* **THE EXERCISE**
Copy word for word the lines below, starting at the line that contains "find rear wheel" and ending at the final line.

Dataset lines on where objects are located

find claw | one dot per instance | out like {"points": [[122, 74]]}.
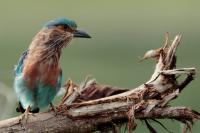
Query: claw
{"points": [[53, 108], [25, 115]]}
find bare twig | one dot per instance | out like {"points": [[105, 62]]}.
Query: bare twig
{"points": [[93, 107]]}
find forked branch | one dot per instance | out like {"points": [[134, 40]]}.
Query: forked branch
{"points": [[93, 107]]}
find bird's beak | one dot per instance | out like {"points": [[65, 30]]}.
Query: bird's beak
{"points": [[81, 34]]}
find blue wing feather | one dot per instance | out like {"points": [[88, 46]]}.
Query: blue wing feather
{"points": [[40, 96]]}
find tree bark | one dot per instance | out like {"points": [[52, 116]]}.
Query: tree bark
{"points": [[92, 107]]}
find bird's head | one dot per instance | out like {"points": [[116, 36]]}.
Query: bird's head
{"points": [[60, 32]]}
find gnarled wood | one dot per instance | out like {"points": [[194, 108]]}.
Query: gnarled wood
{"points": [[92, 107]]}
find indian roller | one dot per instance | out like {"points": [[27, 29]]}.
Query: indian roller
{"points": [[38, 75]]}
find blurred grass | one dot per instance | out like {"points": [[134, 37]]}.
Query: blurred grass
{"points": [[121, 30]]}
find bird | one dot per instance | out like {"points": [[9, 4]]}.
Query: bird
{"points": [[38, 74]]}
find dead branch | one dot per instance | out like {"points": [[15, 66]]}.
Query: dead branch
{"points": [[93, 107]]}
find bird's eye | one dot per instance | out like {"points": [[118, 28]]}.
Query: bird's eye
{"points": [[66, 27]]}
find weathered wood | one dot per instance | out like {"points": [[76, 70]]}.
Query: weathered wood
{"points": [[79, 113]]}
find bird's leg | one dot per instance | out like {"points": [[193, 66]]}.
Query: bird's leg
{"points": [[24, 116], [53, 108]]}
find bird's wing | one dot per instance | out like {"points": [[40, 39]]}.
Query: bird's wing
{"points": [[19, 66]]}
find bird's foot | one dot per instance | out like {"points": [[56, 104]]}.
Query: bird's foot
{"points": [[53, 109], [25, 115]]}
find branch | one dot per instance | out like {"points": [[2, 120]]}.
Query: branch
{"points": [[93, 107]]}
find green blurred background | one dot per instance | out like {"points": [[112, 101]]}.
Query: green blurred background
{"points": [[121, 30]]}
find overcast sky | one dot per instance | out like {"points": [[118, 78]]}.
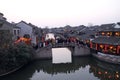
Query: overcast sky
{"points": [[56, 13]]}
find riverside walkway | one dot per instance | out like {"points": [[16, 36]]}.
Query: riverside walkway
{"points": [[76, 50]]}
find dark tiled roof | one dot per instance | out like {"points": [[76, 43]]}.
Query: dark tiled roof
{"points": [[107, 40]]}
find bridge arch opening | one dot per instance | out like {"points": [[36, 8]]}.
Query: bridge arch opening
{"points": [[61, 55]]}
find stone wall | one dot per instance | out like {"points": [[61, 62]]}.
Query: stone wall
{"points": [[81, 51]]}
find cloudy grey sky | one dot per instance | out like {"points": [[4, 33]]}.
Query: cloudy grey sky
{"points": [[56, 13]]}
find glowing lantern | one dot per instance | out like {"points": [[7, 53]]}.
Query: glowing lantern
{"points": [[99, 73], [116, 34], [117, 76], [26, 40], [103, 33], [111, 47], [101, 46]]}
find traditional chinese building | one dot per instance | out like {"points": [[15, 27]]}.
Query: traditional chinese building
{"points": [[107, 41]]}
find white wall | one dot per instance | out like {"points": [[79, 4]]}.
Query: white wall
{"points": [[25, 29]]}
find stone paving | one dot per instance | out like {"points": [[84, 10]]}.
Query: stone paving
{"points": [[108, 58]]}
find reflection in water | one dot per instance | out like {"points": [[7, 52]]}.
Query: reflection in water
{"points": [[105, 71], [81, 68], [61, 55]]}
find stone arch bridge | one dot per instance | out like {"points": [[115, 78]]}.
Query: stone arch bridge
{"points": [[76, 50]]}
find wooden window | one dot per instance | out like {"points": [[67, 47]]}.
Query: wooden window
{"points": [[18, 32], [14, 32]]}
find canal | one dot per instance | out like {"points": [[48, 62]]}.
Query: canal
{"points": [[80, 68]]}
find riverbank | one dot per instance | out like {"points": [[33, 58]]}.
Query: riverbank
{"points": [[107, 58]]}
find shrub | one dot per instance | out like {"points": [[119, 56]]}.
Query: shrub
{"points": [[15, 56]]}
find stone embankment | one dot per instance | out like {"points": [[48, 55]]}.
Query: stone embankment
{"points": [[107, 58]]}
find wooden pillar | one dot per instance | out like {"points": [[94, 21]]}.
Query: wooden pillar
{"points": [[96, 46], [118, 49], [106, 48], [90, 44]]}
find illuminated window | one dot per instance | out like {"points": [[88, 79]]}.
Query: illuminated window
{"points": [[15, 32], [117, 33]]}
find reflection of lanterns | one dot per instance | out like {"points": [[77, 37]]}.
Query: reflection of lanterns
{"points": [[101, 46], [117, 76], [106, 72], [109, 76], [99, 73], [108, 33], [103, 33], [116, 34], [117, 72], [111, 47]]}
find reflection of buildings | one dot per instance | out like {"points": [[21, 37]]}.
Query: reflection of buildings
{"points": [[105, 71], [50, 68], [101, 70], [9, 28], [107, 45], [108, 41]]}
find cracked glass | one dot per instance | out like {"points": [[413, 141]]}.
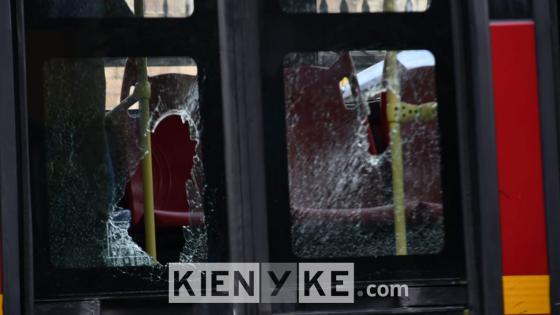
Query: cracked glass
{"points": [[364, 162], [95, 143], [118, 8]]}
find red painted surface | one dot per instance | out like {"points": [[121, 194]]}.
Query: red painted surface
{"points": [[172, 162], [519, 149]]}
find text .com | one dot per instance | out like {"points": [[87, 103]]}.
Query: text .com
{"points": [[271, 283]]}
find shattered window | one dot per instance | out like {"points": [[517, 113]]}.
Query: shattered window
{"points": [[354, 6], [363, 154], [118, 8], [124, 164]]}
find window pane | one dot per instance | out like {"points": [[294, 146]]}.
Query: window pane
{"points": [[117, 8], [363, 154], [354, 6], [95, 143]]}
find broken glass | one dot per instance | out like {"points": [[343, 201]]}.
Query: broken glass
{"points": [[340, 140], [352, 6], [93, 150], [117, 8]]}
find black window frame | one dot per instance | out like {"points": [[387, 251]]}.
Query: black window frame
{"points": [[467, 42], [239, 33], [195, 37]]}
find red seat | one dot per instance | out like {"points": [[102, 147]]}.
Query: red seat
{"points": [[172, 155]]}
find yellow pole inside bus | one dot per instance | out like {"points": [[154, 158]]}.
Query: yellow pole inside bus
{"points": [[145, 138], [394, 109]]}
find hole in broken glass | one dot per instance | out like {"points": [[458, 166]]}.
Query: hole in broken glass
{"points": [[118, 8], [93, 152], [342, 113]]}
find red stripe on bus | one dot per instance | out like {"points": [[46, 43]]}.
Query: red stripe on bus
{"points": [[519, 148]]}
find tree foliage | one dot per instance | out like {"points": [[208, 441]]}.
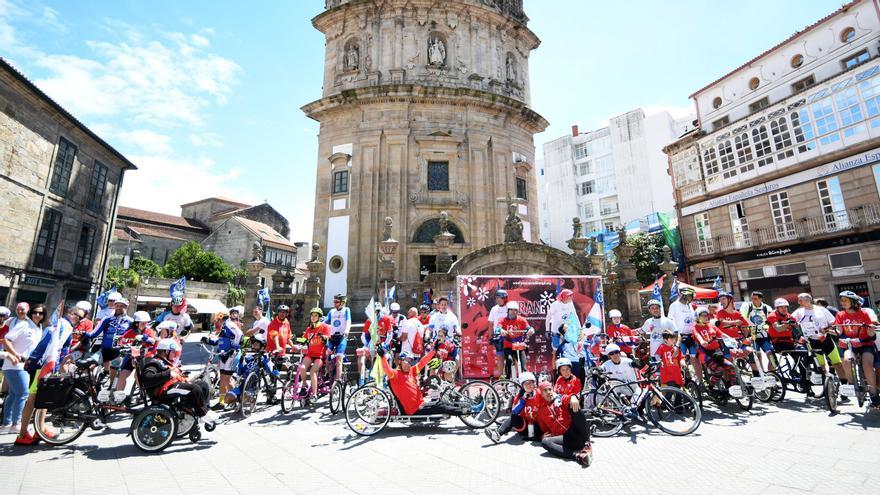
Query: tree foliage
{"points": [[647, 256]]}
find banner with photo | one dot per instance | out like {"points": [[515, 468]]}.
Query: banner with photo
{"points": [[535, 294]]}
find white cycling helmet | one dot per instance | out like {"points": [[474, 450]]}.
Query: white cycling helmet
{"points": [[528, 376], [141, 316]]}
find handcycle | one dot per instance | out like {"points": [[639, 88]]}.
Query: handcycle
{"points": [[671, 409], [293, 390], [369, 409]]}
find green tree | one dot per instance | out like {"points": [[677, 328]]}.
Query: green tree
{"points": [[192, 262], [648, 255]]}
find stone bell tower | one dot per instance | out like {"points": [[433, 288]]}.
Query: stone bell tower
{"points": [[425, 109]]}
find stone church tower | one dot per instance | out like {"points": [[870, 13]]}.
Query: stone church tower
{"points": [[425, 109]]}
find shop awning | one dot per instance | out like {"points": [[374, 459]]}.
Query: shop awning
{"points": [[699, 292]]}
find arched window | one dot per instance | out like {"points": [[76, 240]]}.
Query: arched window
{"points": [[430, 228]]}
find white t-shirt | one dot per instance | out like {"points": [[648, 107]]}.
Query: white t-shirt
{"points": [[813, 320], [683, 316], [261, 328], [654, 328], [411, 327], [23, 337]]}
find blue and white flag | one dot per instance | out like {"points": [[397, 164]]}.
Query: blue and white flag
{"points": [[178, 287]]}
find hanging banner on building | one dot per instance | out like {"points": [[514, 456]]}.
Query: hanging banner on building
{"points": [[535, 294]]}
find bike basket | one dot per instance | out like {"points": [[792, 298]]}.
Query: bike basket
{"points": [[53, 392]]}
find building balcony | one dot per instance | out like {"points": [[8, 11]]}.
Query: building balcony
{"points": [[859, 219]]}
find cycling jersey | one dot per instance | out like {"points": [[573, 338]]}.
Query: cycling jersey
{"points": [[339, 321], [110, 328]]}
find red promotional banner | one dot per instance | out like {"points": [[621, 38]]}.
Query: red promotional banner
{"points": [[535, 293]]}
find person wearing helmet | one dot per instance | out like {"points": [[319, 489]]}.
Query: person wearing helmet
{"points": [[178, 314], [139, 332], [278, 332], [497, 312], [261, 324], [561, 311], [523, 412], [656, 324], [856, 327], [622, 335], [109, 329], [514, 329], [566, 382]]}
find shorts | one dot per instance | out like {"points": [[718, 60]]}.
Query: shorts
{"points": [[109, 354], [227, 366], [337, 349], [763, 344]]}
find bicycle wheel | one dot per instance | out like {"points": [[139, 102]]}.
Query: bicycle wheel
{"points": [[337, 397], [482, 401], [367, 411], [153, 429], [673, 411], [506, 390], [250, 394], [64, 425]]}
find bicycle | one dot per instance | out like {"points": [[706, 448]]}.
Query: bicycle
{"points": [[671, 409]]}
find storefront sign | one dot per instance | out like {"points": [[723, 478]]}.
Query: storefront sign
{"points": [[805, 247], [534, 294], [814, 173]]}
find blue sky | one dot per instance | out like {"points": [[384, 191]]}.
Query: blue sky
{"points": [[204, 95]]}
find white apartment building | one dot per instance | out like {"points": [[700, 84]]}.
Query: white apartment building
{"points": [[606, 177]]}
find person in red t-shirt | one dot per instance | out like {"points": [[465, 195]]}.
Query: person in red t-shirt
{"points": [[316, 336], [566, 382], [857, 328], [670, 360], [566, 433], [278, 332]]}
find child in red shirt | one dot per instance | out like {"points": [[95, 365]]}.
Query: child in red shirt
{"points": [[670, 359]]}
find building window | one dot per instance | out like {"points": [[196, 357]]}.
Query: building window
{"points": [[340, 182], [704, 233], [803, 131], [726, 157], [97, 186], [84, 250], [783, 222], [855, 60], [850, 112], [803, 84], [834, 214], [759, 105], [718, 124], [522, 188], [709, 158], [739, 225], [761, 141], [438, 176], [63, 166], [47, 239]]}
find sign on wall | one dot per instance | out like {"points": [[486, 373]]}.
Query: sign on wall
{"points": [[535, 293]]}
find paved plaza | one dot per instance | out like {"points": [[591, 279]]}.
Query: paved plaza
{"points": [[791, 448]]}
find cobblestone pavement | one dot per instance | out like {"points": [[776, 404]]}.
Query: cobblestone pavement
{"points": [[790, 448]]}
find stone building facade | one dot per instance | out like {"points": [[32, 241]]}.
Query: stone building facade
{"points": [[59, 186], [425, 109], [779, 188]]}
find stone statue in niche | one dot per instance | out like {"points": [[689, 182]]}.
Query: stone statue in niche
{"points": [[436, 52], [352, 58]]}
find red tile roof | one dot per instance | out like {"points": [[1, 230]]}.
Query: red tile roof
{"points": [[843, 8]]}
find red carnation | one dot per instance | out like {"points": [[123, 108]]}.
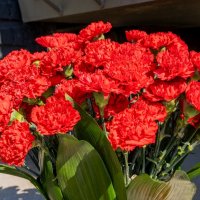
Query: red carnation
{"points": [[193, 94], [100, 52], [136, 126], [58, 58], [135, 35], [98, 82], [74, 89], [56, 116], [15, 66], [116, 104], [93, 30], [165, 90], [194, 121], [195, 58], [5, 110], [15, 142], [173, 65]]}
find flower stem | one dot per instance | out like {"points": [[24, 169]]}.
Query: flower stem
{"points": [[143, 158], [126, 174], [101, 110]]}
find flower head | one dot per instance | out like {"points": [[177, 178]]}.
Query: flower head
{"points": [[56, 116], [15, 142]]}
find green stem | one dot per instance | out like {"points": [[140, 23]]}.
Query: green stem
{"points": [[127, 179], [143, 159], [101, 110], [19, 173], [172, 165]]}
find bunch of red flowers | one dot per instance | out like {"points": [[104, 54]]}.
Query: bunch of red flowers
{"points": [[129, 86]]}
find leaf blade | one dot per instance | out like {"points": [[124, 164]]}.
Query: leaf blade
{"points": [[81, 173]]}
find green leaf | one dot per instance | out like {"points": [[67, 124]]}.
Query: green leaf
{"points": [[48, 180], [194, 172], [179, 187], [81, 172], [88, 129], [22, 174]]}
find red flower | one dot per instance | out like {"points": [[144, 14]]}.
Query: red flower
{"points": [[58, 40], [15, 66], [135, 35], [100, 52], [135, 126], [161, 39], [73, 88], [15, 142], [194, 121], [116, 104], [172, 65], [5, 110], [58, 58], [36, 87], [56, 116], [98, 82], [195, 58], [93, 30], [165, 90], [193, 94]]}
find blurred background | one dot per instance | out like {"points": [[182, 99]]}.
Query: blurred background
{"points": [[21, 21]]}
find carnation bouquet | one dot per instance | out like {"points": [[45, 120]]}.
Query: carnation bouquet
{"points": [[102, 119]]}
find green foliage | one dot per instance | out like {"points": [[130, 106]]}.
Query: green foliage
{"points": [[194, 172], [179, 187], [81, 172], [88, 129]]}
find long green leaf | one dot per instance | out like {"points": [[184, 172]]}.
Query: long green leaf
{"points": [[194, 172], [22, 174], [81, 173], [178, 188], [49, 181], [87, 129]]}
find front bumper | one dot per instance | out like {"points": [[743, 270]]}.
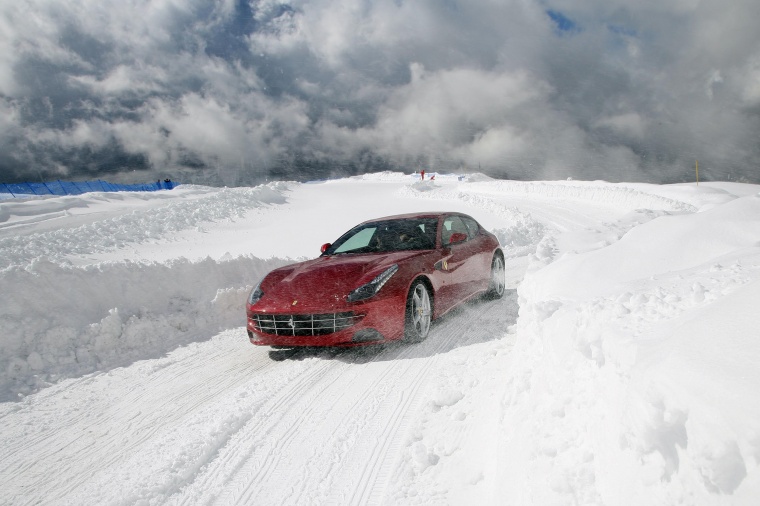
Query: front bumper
{"points": [[370, 322]]}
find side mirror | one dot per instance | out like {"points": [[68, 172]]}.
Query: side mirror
{"points": [[457, 237]]}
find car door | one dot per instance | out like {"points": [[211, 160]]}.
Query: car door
{"points": [[458, 273]]}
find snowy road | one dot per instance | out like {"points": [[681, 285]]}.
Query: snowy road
{"points": [[126, 376], [219, 420]]}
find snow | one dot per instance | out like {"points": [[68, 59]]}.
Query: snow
{"points": [[620, 367]]}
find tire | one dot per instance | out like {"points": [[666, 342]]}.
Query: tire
{"points": [[419, 313], [497, 281]]}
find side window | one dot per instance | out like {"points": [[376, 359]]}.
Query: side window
{"points": [[452, 225], [472, 226], [359, 240]]}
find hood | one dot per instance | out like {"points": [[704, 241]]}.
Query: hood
{"points": [[323, 283]]}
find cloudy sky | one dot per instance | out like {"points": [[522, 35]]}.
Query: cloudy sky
{"points": [[235, 91]]}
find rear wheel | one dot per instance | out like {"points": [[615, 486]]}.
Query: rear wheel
{"points": [[419, 313], [497, 283]]}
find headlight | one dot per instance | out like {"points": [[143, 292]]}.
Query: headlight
{"points": [[374, 286], [256, 294]]}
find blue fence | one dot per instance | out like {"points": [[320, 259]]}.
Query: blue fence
{"points": [[79, 187]]}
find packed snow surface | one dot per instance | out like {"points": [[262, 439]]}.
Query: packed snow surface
{"points": [[620, 368]]}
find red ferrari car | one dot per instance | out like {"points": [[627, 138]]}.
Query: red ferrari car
{"points": [[383, 280]]}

* **TASK OUTPUT**
find rear wheel | one dot per instance | out like {"points": [[615, 486]]}.
Query: rear wheel
{"points": [[419, 313], [497, 283]]}
find headlight | one dot per instance | out like {"points": [[143, 292]]}.
Query: headlight
{"points": [[374, 286], [256, 294]]}
find blue fence | one dot per instance | out like {"points": [[320, 259]]}.
Query: blue fence
{"points": [[79, 187]]}
find packed snow surface | one dot per instance | out like {"points": [[262, 439]]}.
Query: packed snow surface
{"points": [[620, 368]]}
find red ferrari car | one dot per instance | out like {"points": [[627, 138]]}.
Query: red ferrari car
{"points": [[383, 280]]}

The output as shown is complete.